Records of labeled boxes
------------------------------------------------------------------------
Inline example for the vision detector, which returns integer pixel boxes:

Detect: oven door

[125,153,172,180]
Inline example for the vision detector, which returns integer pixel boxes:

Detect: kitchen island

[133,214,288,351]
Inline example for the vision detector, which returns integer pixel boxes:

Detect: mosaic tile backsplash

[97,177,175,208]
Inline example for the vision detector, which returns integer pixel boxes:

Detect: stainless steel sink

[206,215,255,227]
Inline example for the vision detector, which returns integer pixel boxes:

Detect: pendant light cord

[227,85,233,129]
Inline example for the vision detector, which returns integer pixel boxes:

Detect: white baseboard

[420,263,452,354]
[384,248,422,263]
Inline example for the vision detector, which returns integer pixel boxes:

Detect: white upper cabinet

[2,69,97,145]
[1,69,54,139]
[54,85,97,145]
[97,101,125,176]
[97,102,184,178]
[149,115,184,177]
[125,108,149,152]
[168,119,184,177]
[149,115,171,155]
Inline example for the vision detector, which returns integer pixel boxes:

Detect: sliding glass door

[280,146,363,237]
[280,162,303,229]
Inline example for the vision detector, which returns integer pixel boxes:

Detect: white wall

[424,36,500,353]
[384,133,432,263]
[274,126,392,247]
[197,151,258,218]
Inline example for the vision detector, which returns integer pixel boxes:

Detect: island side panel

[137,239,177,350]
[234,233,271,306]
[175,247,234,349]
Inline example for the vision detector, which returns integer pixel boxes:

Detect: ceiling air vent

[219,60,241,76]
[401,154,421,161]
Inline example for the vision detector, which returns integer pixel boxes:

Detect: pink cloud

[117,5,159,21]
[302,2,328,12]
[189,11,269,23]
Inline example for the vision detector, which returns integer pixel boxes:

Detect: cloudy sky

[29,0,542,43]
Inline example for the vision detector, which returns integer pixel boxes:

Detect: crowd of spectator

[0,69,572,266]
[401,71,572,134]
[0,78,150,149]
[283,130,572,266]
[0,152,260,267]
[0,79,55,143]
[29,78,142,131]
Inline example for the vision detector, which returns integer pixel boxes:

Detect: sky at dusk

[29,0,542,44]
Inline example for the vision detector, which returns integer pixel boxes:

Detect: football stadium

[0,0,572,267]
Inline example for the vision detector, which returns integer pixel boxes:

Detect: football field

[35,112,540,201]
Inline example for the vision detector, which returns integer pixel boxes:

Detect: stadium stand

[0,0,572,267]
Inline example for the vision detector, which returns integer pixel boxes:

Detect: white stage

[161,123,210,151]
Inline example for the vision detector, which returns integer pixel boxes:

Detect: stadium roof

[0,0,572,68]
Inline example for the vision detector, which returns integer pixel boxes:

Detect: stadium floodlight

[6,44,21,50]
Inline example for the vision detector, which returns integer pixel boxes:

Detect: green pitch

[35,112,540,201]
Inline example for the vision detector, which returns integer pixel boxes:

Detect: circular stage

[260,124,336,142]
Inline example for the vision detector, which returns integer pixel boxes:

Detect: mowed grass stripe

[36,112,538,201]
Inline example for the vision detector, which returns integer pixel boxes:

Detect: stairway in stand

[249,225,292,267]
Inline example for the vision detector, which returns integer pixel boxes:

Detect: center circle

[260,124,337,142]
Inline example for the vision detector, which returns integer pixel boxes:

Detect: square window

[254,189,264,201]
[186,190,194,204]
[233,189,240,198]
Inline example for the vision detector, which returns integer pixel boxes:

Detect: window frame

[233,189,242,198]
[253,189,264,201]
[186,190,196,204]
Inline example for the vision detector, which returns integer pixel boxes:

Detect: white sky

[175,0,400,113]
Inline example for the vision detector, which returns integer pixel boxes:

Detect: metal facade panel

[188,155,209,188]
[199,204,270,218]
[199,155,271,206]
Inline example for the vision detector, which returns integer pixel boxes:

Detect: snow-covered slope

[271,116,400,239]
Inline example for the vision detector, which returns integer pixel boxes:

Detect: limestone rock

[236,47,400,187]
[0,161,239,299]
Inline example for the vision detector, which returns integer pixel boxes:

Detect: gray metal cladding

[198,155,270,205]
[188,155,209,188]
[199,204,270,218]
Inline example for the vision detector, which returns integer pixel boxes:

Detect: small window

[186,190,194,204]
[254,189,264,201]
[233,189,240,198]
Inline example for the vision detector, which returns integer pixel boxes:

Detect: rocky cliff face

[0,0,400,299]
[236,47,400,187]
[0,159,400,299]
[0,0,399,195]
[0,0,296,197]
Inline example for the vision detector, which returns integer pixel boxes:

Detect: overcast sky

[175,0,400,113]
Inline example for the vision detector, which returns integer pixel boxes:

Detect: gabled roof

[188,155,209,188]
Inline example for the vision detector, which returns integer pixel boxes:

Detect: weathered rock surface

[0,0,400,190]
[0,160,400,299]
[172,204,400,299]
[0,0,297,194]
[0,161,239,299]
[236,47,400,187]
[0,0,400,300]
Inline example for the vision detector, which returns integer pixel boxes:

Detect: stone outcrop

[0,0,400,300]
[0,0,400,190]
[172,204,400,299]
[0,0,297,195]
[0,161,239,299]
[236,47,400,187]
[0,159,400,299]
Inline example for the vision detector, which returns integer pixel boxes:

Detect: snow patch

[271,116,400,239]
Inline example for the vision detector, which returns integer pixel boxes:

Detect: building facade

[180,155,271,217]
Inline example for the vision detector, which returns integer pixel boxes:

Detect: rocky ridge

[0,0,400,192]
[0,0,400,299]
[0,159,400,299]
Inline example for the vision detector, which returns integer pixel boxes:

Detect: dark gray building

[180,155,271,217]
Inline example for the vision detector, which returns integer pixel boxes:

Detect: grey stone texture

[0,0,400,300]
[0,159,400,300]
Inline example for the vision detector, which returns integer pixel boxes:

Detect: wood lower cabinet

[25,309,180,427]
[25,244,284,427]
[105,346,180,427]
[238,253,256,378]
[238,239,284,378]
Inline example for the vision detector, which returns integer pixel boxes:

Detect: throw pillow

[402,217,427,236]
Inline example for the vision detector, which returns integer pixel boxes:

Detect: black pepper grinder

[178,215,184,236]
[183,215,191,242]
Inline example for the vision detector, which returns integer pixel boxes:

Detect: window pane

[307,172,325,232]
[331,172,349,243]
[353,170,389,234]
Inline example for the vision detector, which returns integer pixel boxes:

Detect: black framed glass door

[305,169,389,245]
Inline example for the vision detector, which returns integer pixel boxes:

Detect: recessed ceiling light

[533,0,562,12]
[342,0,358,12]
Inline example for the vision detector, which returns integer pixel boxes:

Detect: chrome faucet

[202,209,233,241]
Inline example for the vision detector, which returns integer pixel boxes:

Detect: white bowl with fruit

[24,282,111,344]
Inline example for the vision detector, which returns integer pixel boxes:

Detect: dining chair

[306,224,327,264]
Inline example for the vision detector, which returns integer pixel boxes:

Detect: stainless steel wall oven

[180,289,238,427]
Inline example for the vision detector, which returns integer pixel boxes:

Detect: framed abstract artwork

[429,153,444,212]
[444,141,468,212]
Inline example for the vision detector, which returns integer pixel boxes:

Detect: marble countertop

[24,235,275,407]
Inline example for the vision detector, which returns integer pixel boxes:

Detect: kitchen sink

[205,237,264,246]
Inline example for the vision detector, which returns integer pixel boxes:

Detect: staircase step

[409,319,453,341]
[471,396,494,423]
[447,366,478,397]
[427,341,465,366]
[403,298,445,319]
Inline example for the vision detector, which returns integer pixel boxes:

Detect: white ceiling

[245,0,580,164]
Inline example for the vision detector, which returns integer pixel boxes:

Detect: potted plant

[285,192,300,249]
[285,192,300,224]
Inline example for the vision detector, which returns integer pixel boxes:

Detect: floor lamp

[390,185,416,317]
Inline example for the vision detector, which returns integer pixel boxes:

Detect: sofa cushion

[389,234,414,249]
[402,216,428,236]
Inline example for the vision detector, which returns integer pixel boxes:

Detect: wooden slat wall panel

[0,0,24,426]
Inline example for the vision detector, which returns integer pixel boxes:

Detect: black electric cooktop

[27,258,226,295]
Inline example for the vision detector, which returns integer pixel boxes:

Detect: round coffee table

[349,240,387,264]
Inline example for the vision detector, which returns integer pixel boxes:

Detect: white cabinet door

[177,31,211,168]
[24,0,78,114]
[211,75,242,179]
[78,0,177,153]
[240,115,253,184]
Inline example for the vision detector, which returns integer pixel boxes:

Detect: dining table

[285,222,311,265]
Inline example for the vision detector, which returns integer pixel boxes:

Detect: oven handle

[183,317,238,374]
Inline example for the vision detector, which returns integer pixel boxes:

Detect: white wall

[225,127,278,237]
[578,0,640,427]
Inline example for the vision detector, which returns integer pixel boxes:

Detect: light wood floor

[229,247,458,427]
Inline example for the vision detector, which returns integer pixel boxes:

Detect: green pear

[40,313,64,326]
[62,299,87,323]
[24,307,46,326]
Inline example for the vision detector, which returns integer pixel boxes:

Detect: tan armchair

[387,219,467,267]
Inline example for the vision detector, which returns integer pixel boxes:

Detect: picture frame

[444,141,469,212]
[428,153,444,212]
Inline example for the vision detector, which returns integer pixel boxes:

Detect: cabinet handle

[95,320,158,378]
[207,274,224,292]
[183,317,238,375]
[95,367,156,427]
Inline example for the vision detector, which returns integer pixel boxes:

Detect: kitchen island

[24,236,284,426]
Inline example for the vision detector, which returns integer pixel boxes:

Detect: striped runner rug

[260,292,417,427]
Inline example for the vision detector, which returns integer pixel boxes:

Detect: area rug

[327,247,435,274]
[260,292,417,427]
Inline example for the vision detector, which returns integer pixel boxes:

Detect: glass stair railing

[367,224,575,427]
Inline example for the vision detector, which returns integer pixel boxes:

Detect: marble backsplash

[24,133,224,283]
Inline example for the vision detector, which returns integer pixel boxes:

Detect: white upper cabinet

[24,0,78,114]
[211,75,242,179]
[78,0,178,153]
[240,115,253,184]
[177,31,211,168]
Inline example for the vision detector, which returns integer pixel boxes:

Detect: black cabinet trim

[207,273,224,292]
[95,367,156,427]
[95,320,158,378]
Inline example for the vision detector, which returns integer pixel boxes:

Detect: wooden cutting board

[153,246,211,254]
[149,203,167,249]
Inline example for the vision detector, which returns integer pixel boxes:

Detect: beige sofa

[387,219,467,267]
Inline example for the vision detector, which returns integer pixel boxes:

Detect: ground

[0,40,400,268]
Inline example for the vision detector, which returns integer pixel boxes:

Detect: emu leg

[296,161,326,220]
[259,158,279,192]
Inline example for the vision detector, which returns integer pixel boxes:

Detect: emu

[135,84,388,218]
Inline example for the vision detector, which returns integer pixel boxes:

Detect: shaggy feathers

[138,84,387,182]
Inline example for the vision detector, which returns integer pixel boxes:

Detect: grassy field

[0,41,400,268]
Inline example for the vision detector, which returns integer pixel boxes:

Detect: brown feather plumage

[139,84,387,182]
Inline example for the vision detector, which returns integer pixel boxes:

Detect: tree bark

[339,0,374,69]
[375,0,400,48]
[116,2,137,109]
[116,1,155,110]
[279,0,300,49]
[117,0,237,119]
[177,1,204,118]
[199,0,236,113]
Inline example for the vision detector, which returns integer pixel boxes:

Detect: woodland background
------------------------------------------------------------------------
* INSTRUCTION *
Please repeat the lines from the first one through the line containing "[197,151,258,218]", with both ends included.

* EXERCISE RESULT *
Inline example for the vision detector, which returns integer pixel boxes:

Detect: oven door

[125,153,172,180]
Inline example for the vision detector, which returns integer pixel boxes:

Detect: kitchen island

[133,214,288,351]
Inline example for the vision detector, which returns integer pixel boxes:

Detect: mosaic tile backsplash

[97,177,175,208]
Inline example for the vision detector, which returns integer pixel boxes:

Detect: stainless steel sink

[206,215,255,227]
Inline example for the vision detector, which returns integer pixel boxes:

Detect: pendant light cord

[227,85,233,129]
Inline example for the vision detector, which returns integer pixel boxes:

Detect: white baseboard

[420,263,452,354]
[384,248,422,263]
Inline example for the vision detector, which returns integer pixel boxes:

Detect: white upper cabinet

[2,69,97,145]
[1,69,54,139]
[54,85,97,145]
[97,101,125,176]
[97,102,184,178]
[149,115,184,177]
[125,108,149,152]
[168,119,184,177]
[149,115,171,155]
Inline example for the vision detector, which returns integer pixel boxes:

Detect: sliding glass door

[280,146,363,237]
[280,162,303,229]
Inline example for the vision detector, which returns integer pixel boxes:

Detect: white wall

[424,36,500,353]
[384,133,432,263]
[274,126,392,247]
[197,151,258,218]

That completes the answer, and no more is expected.